**AIM OF THE EXERCISE**
Would you transcribe each entry exactly as it stands, omitting the pictures?

**DATA TO PROCESS**
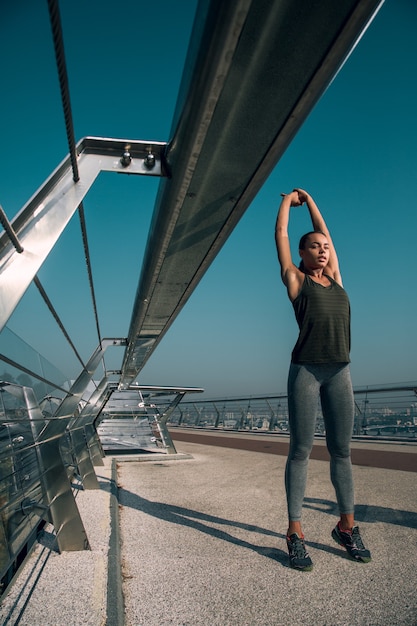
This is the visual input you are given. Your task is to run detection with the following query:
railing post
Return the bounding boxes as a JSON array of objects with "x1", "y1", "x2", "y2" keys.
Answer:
[
  {"x1": 154, "y1": 394, "x2": 187, "y2": 455},
  {"x1": 69, "y1": 428, "x2": 100, "y2": 490},
  {"x1": 23, "y1": 386, "x2": 90, "y2": 552}
]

**RESPONSE TO THIS EXERCISE**
This is the visual input you are given. Your task is to run detection with the following query:
railing post
Return the bounding boxes as a JSON array of objects with "x1", "y1", "x2", "y2" keys.
Answer:
[
  {"x1": 154, "y1": 394, "x2": 187, "y2": 455},
  {"x1": 69, "y1": 428, "x2": 100, "y2": 490},
  {"x1": 23, "y1": 386, "x2": 90, "y2": 552}
]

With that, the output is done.